_Brief_:
Substitute "one point for each instance" for "a single point per instance" throughout the items below and reproduce them otherwise unchanged. Omit the pictures from your answer.
## begin Raw records
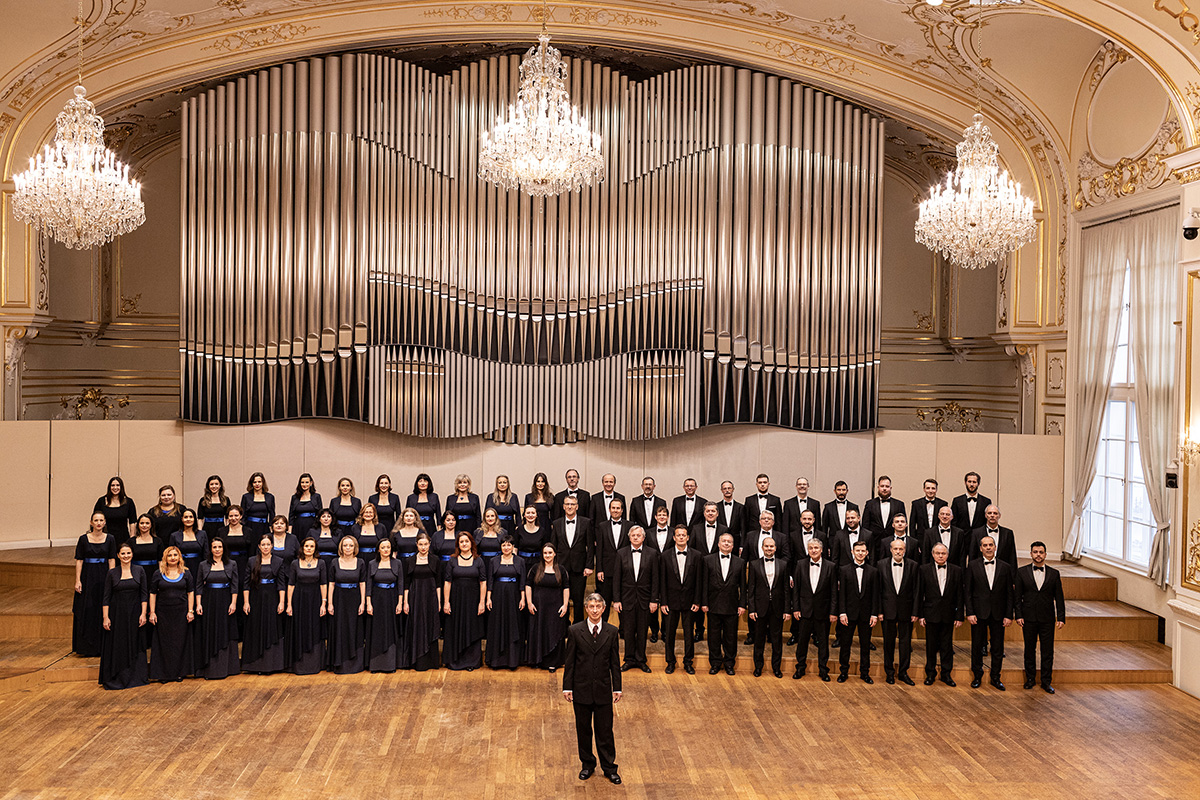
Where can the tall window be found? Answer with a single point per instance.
(1117, 523)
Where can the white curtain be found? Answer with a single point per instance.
(1104, 252)
(1153, 264)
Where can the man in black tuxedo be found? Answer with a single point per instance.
(679, 589)
(1041, 611)
(833, 516)
(762, 500)
(1006, 541)
(940, 608)
(811, 601)
(969, 507)
(881, 510)
(955, 539)
(636, 589)
(582, 499)
(989, 606)
(899, 534)
(721, 597)
(767, 606)
(898, 609)
(575, 543)
(642, 507)
(688, 509)
(731, 513)
(612, 534)
(797, 505)
(924, 510)
(858, 609)
(592, 683)
(601, 499)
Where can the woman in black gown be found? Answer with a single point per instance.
(541, 498)
(211, 510)
(508, 505)
(307, 591)
(123, 656)
(547, 594)
(191, 542)
(346, 506)
(120, 515)
(403, 535)
(465, 504)
(385, 602)
(465, 591)
(304, 507)
(95, 555)
(347, 603)
(425, 500)
(257, 506)
(505, 603)
(216, 624)
(172, 609)
(385, 503)
(264, 596)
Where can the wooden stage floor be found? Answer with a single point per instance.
(486, 734)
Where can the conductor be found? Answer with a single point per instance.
(592, 683)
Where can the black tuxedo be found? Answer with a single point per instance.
(898, 607)
(576, 557)
(940, 609)
(918, 516)
(592, 673)
(815, 608)
(873, 515)
(679, 511)
(963, 517)
(1006, 545)
(635, 595)
(990, 606)
(636, 510)
(768, 601)
(831, 519)
(792, 511)
(958, 547)
(723, 596)
(679, 596)
(1038, 611)
(585, 499)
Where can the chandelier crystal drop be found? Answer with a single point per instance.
(545, 146)
(77, 190)
(978, 214)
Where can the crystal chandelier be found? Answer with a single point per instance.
(77, 190)
(545, 146)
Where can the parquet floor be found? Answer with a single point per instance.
(486, 734)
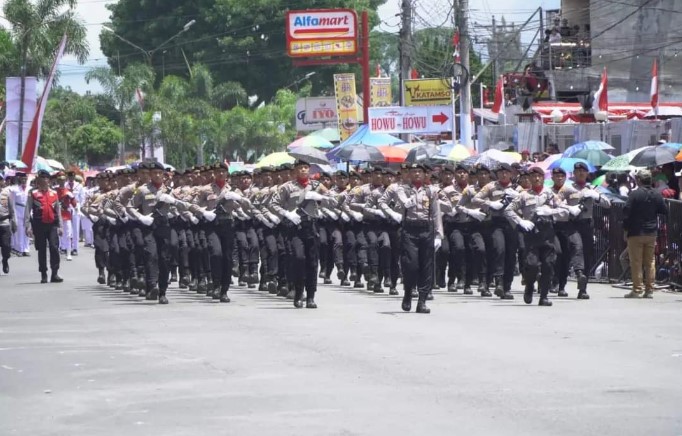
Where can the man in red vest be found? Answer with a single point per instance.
(43, 213)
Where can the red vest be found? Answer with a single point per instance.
(44, 206)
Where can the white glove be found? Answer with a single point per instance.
(590, 193)
(527, 225)
(146, 220)
(208, 215)
(476, 214)
(293, 217)
(395, 216)
(231, 195)
(410, 202)
(544, 211)
(495, 205)
(437, 243)
(273, 218)
(165, 198)
(314, 196)
(574, 210)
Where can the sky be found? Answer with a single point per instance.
(428, 12)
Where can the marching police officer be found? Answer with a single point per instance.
(43, 222)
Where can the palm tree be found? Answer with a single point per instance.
(36, 29)
(121, 89)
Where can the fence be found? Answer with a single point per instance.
(610, 244)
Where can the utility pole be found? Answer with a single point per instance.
(405, 46)
(465, 134)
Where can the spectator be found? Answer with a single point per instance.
(640, 223)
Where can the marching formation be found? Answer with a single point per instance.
(281, 230)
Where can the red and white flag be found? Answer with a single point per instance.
(654, 86)
(601, 97)
(498, 106)
(33, 141)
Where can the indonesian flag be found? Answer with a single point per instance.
(654, 86)
(33, 141)
(601, 97)
(498, 106)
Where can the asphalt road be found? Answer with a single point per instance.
(79, 358)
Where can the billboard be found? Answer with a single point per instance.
(13, 91)
(346, 104)
(322, 32)
(427, 92)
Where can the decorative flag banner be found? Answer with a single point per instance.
(380, 92)
(346, 104)
(498, 105)
(654, 87)
(33, 140)
(601, 97)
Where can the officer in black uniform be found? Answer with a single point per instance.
(43, 213)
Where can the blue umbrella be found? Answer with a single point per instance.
(567, 164)
(587, 145)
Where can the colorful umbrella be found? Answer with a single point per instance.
(653, 156)
(312, 142)
(587, 145)
(275, 159)
(393, 154)
(456, 153)
(567, 164)
(310, 155)
(330, 134)
(595, 157)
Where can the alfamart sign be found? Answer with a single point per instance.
(322, 32)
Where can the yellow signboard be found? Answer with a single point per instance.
(428, 92)
(346, 104)
(380, 92)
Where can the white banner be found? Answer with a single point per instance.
(13, 86)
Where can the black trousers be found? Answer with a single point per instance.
(220, 239)
(540, 256)
(417, 257)
(157, 255)
(501, 241)
(5, 242)
(46, 238)
(570, 252)
(303, 249)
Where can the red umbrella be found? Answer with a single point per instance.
(393, 154)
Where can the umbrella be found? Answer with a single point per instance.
(457, 153)
(622, 162)
(310, 141)
(393, 154)
(17, 164)
(363, 136)
(595, 157)
(653, 156)
(310, 155)
(567, 164)
(587, 145)
(54, 164)
(422, 152)
(275, 159)
(330, 134)
(365, 153)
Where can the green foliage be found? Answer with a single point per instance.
(237, 41)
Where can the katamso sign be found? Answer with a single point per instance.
(322, 32)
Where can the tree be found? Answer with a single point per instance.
(237, 41)
(36, 29)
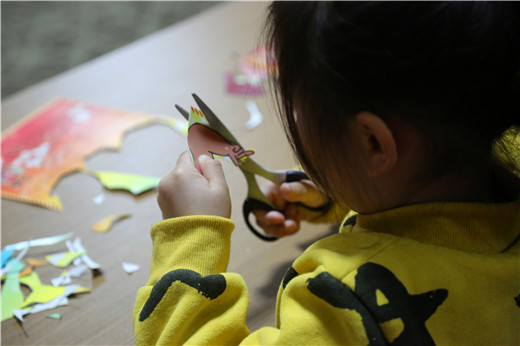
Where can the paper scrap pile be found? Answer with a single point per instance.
(16, 272)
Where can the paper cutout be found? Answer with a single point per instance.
(12, 296)
(6, 255)
(130, 267)
(41, 293)
(26, 271)
(39, 242)
(99, 199)
(63, 259)
(54, 141)
(105, 224)
(203, 140)
(134, 183)
(256, 117)
(60, 300)
(77, 246)
(251, 71)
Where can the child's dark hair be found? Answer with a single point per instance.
(452, 69)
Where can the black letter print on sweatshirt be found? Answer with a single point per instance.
(413, 310)
(210, 286)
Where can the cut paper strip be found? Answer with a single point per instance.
(63, 259)
(256, 117)
(130, 267)
(105, 224)
(54, 141)
(180, 126)
(12, 296)
(134, 183)
(41, 293)
(66, 277)
(6, 255)
(60, 300)
(203, 140)
(77, 246)
(99, 199)
(39, 242)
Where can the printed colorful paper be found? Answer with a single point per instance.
(54, 141)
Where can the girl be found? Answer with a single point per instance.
(406, 113)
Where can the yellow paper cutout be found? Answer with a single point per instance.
(63, 259)
(40, 293)
(105, 224)
(134, 183)
(12, 296)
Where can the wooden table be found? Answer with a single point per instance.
(150, 76)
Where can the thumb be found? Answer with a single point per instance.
(212, 170)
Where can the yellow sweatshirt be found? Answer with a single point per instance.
(444, 273)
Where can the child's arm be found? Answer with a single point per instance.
(189, 297)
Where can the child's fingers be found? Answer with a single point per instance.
(212, 170)
(275, 223)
## end Raw records
_Problem solution_:
Where can the tall window be found? Answer with one point for each instance.
(1117, 523)
Where can the white curtain be found? Answer with one point for each instance.
(1104, 252)
(1153, 264)
Where can the man in black tuxedo be found? Answer with one point for each instance.
(679, 589)
(1041, 611)
(833, 516)
(762, 500)
(1006, 541)
(940, 608)
(811, 601)
(969, 507)
(881, 510)
(955, 539)
(636, 589)
(582, 499)
(989, 606)
(899, 534)
(721, 597)
(767, 606)
(898, 609)
(575, 543)
(642, 507)
(688, 509)
(731, 513)
(612, 534)
(797, 505)
(924, 510)
(858, 609)
(592, 683)
(601, 499)
Where can the woman in black gown be found? Answer with one point for each instance.
(541, 498)
(211, 510)
(508, 505)
(307, 591)
(123, 656)
(547, 594)
(191, 542)
(346, 506)
(120, 515)
(403, 535)
(465, 504)
(385, 602)
(465, 591)
(304, 507)
(95, 555)
(347, 603)
(425, 500)
(257, 506)
(505, 603)
(216, 624)
(172, 609)
(385, 503)
(264, 596)
Where can the wooden stage floor be found? Answer with one point for each instance.
(486, 734)
Where can the conductor be found? Answer with one point for each instance.
(592, 683)
Where can the black tuxedo be found? Answer with one point for each instance.
(898, 607)
(576, 557)
(940, 609)
(918, 516)
(592, 673)
(815, 608)
(873, 515)
(679, 511)
(963, 517)
(1006, 545)
(635, 595)
(990, 606)
(636, 510)
(768, 601)
(831, 519)
(792, 511)
(958, 547)
(723, 596)
(679, 596)
(1038, 611)
(585, 499)
Where can the chandelier crystal drop be found? Answer with one point for each instance.
(545, 146)
(77, 190)
(978, 214)
Where can the crystal chandelier be found? Answer with one point for each instance.
(77, 190)
(545, 146)
Where can the parquet floor be found? Answer with one point for each instance.
(486, 734)
Where can the man in red vest be found? Answer with one point for each instance.
(43, 213)
Where can the red vest be found? Answer with one point for each instance.
(44, 206)
Where can the white glove be found? Answer with one point for each instance.
(590, 193)
(527, 225)
(146, 220)
(208, 215)
(476, 214)
(293, 217)
(395, 216)
(231, 195)
(410, 202)
(544, 211)
(495, 205)
(437, 243)
(273, 218)
(165, 198)
(314, 196)
(574, 210)
Where can the sky be found? Answer with one point for each instance.
(428, 12)
Where can the marching police officer be found? Answer with one point for each instance.
(43, 222)
Where can the palm tree be found? Answer with one point for each instance.
(36, 29)
(121, 89)
Where can the fence be found? Answer with one point for each instance.
(610, 244)
Where can the utility pole be found? Answer with one point for each instance.
(405, 46)
(465, 134)
Where can the spectator be found? Answer with one point for each instance.
(640, 223)
Where can the marching formation be found? Answer with one point for each instance.
(281, 230)
Where can the red and white flag be found? Answer with one point for each instance.
(654, 86)
(601, 97)
(498, 106)
(33, 141)
Where can the indonesian flag be found? Answer with one point for each instance.
(654, 86)
(33, 141)
(601, 97)
(498, 106)
Where can the asphalt road be found? Answer with one point for each instance.
(79, 358)
Where can the billboard be found? Answer with one point for each instance.
(13, 91)
(346, 104)
(322, 32)
(427, 92)
Where can the decorative flag banner be found? Answer with one point for each instance.
(380, 92)
(346, 104)
(498, 105)
(654, 87)
(33, 140)
(601, 97)
Where can the officer in black uniform be found? Answer with one point for each instance.
(43, 213)
Where can the blue umbrella be found? Answer with one point for each instance.
(567, 164)
(587, 145)
Where can the colorful umbrella be found? Answer with one point for each instance.
(653, 156)
(312, 142)
(587, 145)
(275, 159)
(393, 154)
(456, 153)
(567, 164)
(310, 155)
(330, 134)
(595, 157)
Where can the alfamart sign be found? Answer with one point for each instance.
(322, 32)
Where can the yellow signboard be found? Answer with one point for each instance.
(428, 92)
(346, 104)
(380, 92)
Where can the white banner be found? Answer with one point for each instance.
(13, 86)
Where can the black trousers be found? Answer with one point for each instance.
(220, 239)
(540, 256)
(417, 257)
(157, 255)
(501, 241)
(5, 242)
(46, 238)
(570, 252)
(303, 249)
Where can the red umbrella be found? Answer with one point for each instance.
(393, 154)
Where can the umbrella be found? Answer with one point for each instance.
(457, 153)
(622, 162)
(310, 141)
(393, 154)
(17, 164)
(363, 136)
(595, 157)
(653, 156)
(310, 155)
(567, 164)
(587, 145)
(54, 164)
(422, 152)
(275, 159)
(330, 134)
(365, 153)
Where can the green foliage be found? Answer with one point for each instance.
(237, 41)
Where can the katamso sign be found? Answer with one point for each instance.
(322, 32)
Where can the tree be found? Answer with one point for each instance.
(237, 41)
(36, 29)
Where can the paper scrap pile be found? Answer with one point for each instance.
(16, 272)
Where can the paper cutout be found? Answer with one point for each instance.
(12, 296)
(6, 255)
(130, 267)
(41, 293)
(26, 271)
(39, 242)
(99, 199)
(63, 259)
(54, 141)
(105, 224)
(203, 140)
(134, 183)
(256, 117)
(60, 300)
(77, 246)
(251, 71)
Where can the child's dark hair be found? Answer with one point for each instance.
(452, 69)
Where can the black letter print on sweatshirt be found? Answer with one point for each instance.
(413, 310)
(210, 286)
Where can the cut paper strip be found? Answer with one point for each instance.
(63, 259)
(256, 117)
(130, 267)
(105, 224)
(54, 141)
(180, 126)
(12, 296)
(134, 183)
(41, 293)
(66, 277)
(6, 255)
(60, 300)
(203, 140)
(77, 246)
(99, 199)
(39, 242)
Where can the printed colorful paper be found? Answer with one point for each instance.
(54, 141)
Where can the girl be found? Answer with one point for each instance.
(406, 113)
Where can the yellow paper cutout be found? Answer with one point for each instance.
(63, 259)
(40, 293)
(105, 224)
(134, 183)
(12, 296)
Where can the wooden table be found? Answer with one point for each instance.
(150, 76)
Where can the thumb be found? Answer with one point for each instance.
(212, 170)
Where can the yellow sweatshirt be found? Answer with one point for each instance.
(444, 273)
Where can the child's arm be found? Answer with one point for each instance.
(189, 297)
Where can the child's fingers be found? Answer with one point for each instance.
(212, 170)
(275, 223)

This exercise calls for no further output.